Dataset entries
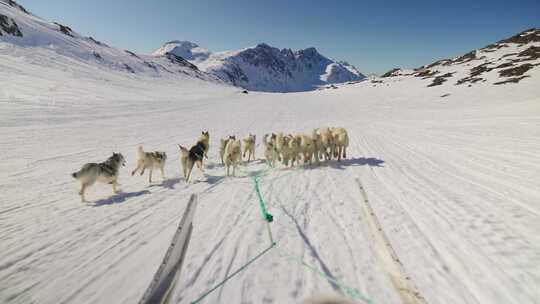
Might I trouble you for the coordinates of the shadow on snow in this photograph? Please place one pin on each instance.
(119, 198)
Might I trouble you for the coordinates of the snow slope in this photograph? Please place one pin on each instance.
(454, 182)
(56, 46)
(265, 68)
(452, 174)
(507, 61)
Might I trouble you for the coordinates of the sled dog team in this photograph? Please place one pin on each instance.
(322, 144)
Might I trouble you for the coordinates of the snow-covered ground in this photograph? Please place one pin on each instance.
(451, 172)
(454, 182)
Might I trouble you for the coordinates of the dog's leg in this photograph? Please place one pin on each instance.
(114, 187)
(189, 169)
(81, 193)
(135, 170)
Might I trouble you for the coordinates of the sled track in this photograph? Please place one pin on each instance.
(386, 254)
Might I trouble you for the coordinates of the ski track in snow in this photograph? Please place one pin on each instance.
(454, 184)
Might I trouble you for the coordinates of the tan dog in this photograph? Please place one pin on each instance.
(341, 142)
(150, 161)
(249, 147)
(233, 155)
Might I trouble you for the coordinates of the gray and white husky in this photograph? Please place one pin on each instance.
(105, 172)
(150, 161)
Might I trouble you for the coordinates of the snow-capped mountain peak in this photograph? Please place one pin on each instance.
(185, 49)
(267, 68)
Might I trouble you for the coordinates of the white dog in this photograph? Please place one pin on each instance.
(105, 172)
(233, 155)
(341, 142)
(223, 145)
(270, 150)
(307, 148)
(324, 143)
(150, 161)
(249, 147)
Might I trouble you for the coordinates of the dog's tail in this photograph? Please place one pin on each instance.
(140, 152)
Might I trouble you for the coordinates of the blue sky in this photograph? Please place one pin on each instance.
(373, 35)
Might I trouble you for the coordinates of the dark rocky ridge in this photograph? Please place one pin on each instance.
(9, 27)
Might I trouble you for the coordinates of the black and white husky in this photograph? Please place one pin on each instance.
(195, 155)
(188, 158)
(150, 161)
(105, 172)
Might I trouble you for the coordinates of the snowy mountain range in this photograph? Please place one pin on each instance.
(261, 68)
(507, 61)
(54, 45)
(266, 68)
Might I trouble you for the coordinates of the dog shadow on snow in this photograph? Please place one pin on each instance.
(119, 198)
(353, 162)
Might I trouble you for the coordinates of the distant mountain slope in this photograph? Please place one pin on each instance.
(265, 68)
(56, 46)
(507, 61)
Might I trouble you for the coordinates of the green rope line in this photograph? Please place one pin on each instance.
(351, 292)
(233, 274)
(266, 216)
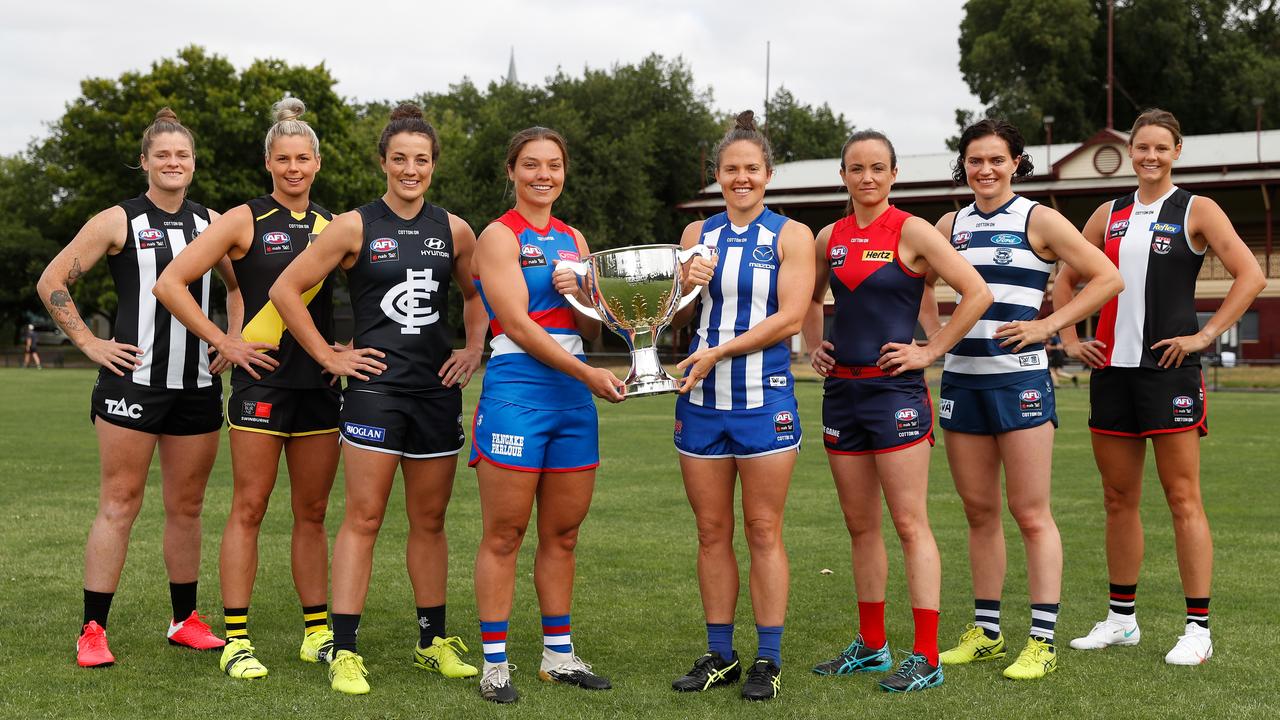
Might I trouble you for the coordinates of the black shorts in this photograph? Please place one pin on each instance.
(283, 411)
(403, 424)
(159, 411)
(876, 414)
(1142, 402)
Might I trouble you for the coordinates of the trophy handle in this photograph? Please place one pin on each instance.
(579, 269)
(684, 256)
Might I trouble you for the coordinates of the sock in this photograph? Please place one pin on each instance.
(871, 624)
(1123, 598)
(315, 619)
(926, 634)
(1043, 619)
(556, 636)
(986, 615)
(720, 638)
(344, 629)
(1197, 611)
(430, 624)
(236, 620)
(493, 636)
(769, 642)
(97, 606)
(183, 598)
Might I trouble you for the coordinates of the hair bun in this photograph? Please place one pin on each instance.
(288, 109)
(406, 110)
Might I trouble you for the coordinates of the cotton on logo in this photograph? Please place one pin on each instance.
(123, 409)
(407, 302)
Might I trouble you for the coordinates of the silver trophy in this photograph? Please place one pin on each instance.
(635, 292)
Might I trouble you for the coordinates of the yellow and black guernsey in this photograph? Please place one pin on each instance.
(279, 236)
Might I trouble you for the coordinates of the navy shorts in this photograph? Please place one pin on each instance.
(877, 414)
(1143, 402)
(991, 411)
(535, 441)
(705, 432)
(410, 425)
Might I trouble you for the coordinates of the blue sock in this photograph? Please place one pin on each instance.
(720, 638)
(771, 642)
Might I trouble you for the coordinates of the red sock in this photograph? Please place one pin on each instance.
(926, 634)
(871, 623)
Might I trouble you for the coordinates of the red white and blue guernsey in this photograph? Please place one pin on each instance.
(521, 420)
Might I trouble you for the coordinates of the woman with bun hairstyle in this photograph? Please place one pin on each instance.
(402, 406)
(280, 400)
(156, 386)
(535, 434)
(1147, 381)
(996, 405)
(736, 417)
(876, 411)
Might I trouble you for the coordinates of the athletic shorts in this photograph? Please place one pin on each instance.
(705, 432)
(284, 411)
(991, 411)
(535, 441)
(1142, 401)
(408, 425)
(159, 411)
(876, 414)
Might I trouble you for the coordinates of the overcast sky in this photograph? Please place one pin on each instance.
(890, 65)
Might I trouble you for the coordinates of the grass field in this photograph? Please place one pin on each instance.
(636, 618)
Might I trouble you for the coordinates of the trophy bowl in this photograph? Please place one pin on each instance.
(636, 291)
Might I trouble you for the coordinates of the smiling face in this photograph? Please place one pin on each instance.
(170, 162)
(990, 167)
(868, 172)
(293, 164)
(408, 165)
(538, 173)
(743, 174)
(1153, 151)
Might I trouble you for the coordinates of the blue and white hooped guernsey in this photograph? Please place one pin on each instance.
(997, 246)
(743, 292)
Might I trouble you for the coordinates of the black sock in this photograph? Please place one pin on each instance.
(97, 606)
(183, 598)
(430, 624)
(344, 628)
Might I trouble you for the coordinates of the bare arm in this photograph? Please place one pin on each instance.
(101, 235)
(337, 245)
(795, 292)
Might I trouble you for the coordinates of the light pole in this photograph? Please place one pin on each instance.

REQUIRED WORK
An exact reproduction of the data above is required, with every picture removed.

EXPECTED ANSWER
Might I trouble you for the coordinates of the shadow on snow in this photograph? Please place one pin on each instance.
(119, 198)
Might I trouble you for the coordinates of the snow slope in this photograph? Please place one pin on each instance.
(454, 182)
(56, 46)
(265, 68)
(452, 174)
(507, 61)
Might I trouble you for the coordinates of the sled dog team in this photograph? Please place one pin on each instance.
(322, 144)
Might I trouble you for the coordinates of the snow-covered ground in this photograph? Please place one pin on each instance.
(451, 172)
(454, 182)
Might I trouble you for the coordinates of the dog's leg in this photograph? Please place one pin on each instance.
(114, 187)
(189, 169)
(81, 193)
(135, 170)
Might I trouble you for the coordinates of the sled track in this photograph? Please place one pin on each instance.
(386, 254)
Might I trouble you for the coordinates of the ski track in snow in this photograph? Please place one pin on each instance.
(454, 184)
Might I trouble you for the coordinates of the tan dog in this photograph? Please place one pin on each instance.
(341, 142)
(150, 161)
(249, 147)
(233, 155)
Might I trouble you for the coordinates of the gray and white husky in this photograph? Please place one pin on each instance.
(105, 172)
(150, 161)
Might I trouble you for the coordinates of the snow-capped mountain peak in this photograph? Please place one pin on each instance.
(185, 49)
(267, 68)
Might I trouble you for the coordinates of the white dog in this photograph? Please place one pin on each instance.
(105, 172)
(233, 155)
(341, 142)
(223, 145)
(270, 150)
(307, 148)
(324, 143)
(150, 161)
(249, 147)
Might I trouble you for the coordinates of the dog's tail in this photograph? Please place one pin on each instance.
(140, 152)
Might I trouble you for the coordinates of the blue sky in this photograph? Please place one pin on each instance.
(373, 35)
Might I trouble you for the coordinates of the dark rocky ridge in this photograph? Please place one pin on each instance.
(9, 27)
Might I trouble you for the coordinates of the black and white husky in this photograph? Please place one pin on each instance.
(195, 155)
(188, 158)
(150, 161)
(105, 172)
Might I trouble you for the coordinates of the snowy mountain range in this photograph? Please place one pin on each instance.
(261, 68)
(507, 61)
(54, 45)
(266, 68)
Might I trouble you for the coordinates of the dog shadow on snow in this photograph? Please place one pin on each instance.
(119, 198)
(353, 162)
Might I trouble you for the coordinates of the distant mountain slope in this photograph? Please place one pin on each instance.
(265, 68)
(56, 46)
(507, 61)
Might I trouble you for the coordinates of the green rope line in this photograph? Please place one pin on each instance.
(351, 292)
(233, 274)
(266, 216)
Might I trouble you for the coordinates of the black shorts in this photograph? Please place one pin on each instance.
(283, 411)
(403, 424)
(159, 411)
(876, 414)
(1142, 402)
Might I trouble you for the coordinates of the trophy handle in this photograph? Please place one pin on each instance.
(579, 269)
(684, 256)
Might I trouble you for the coordinates of the sock in this photograph? Please place one pin on each instance.
(871, 624)
(1123, 598)
(315, 619)
(926, 634)
(1043, 619)
(556, 636)
(986, 615)
(720, 638)
(344, 629)
(1197, 611)
(430, 624)
(236, 620)
(493, 636)
(769, 642)
(97, 606)
(183, 598)
Might I trouble you for the coordinates of the hair bun in this photograph? Please place one pin on each instance.
(288, 109)
(406, 110)
Might I trouble you for the coordinates of the cotton on logo in this photograph? Please place one pin on each instance.
(123, 409)
(407, 302)
Might I trouble you for the coordinates of the silver trophy in this photograph? Please place one pin on each instance.
(635, 292)
Might I trouble you for the coordinates of the yellow and black guernsey in this photograph? Please place one pin on each instance.
(279, 236)
Might I trouble you for the coordinates of the navy shorts in this photograph? Please place one pin on each instance.
(877, 414)
(1143, 402)
(991, 411)
(535, 441)
(705, 432)
(410, 425)
Might I trouble you for the coordinates of the blue sock in this photograph? Please place one pin on each instance.
(720, 638)
(771, 642)
Might I trouble you for the coordinates of the red sock in this photograph? Please place one pin on each instance.
(926, 634)
(871, 623)
Might I trouble you for the coordinates of the red white and blue guernsey in this photograph? Please place one pin on each instance.
(521, 420)
Might I trouble you for the coordinates of the woman with bun hairstyle in this photograph? Please place one pin on each instance.
(402, 406)
(280, 400)
(156, 386)
(535, 434)
(1147, 381)
(996, 405)
(736, 417)
(876, 411)
Might I trouble you for the coordinates of the athletic shorts in this photograph? Please place one pin on each instance.
(705, 432)
(284, 411)
(991, 411)
(535, 441)
(1142, 401)
(408, 425)
(159, 411)
(876, 414)
Might I trouble you for the coordinates of the overcast sky in this photograph? Please place one pin on each instance.
(890, 65)
Might I trouble you for the coordinates of the grass field in this photograph? Please place one pin on each instance.
(636, 618)
Might I trouble you for the coordinates of the trophy bowl in this photograph? Please place one pin on each instance.
(636, 291)
Might I trouble you for the coordinates of the smiling face in this photograph? Please place one pin on each instance.
(170, 162)
(990, 167)
(868, 172)
(293, 164)
(408, 165)
(538, 173)
(743, 174)
(1153, 151)
Might I trouble you for the coordinates of the blue and white hooped guernsey in this photograph? Please place one pin on each instance.
(997, 246)
(743, 292)
Might I trouble you for the coordinates of the black sock in this photograph? Please place one pin on each instance.
(97, 606)
(183, 598)
(430, 624)
(344, 628)
Might I trouble you for the coordinates of the bare arm in this photograph? Please place one pin on each instance.
(101, 235)
(337, 245)
(795, 292)
Might I trouble you for the coordinates of the light pole in this photograph? Please place one pin on each instance.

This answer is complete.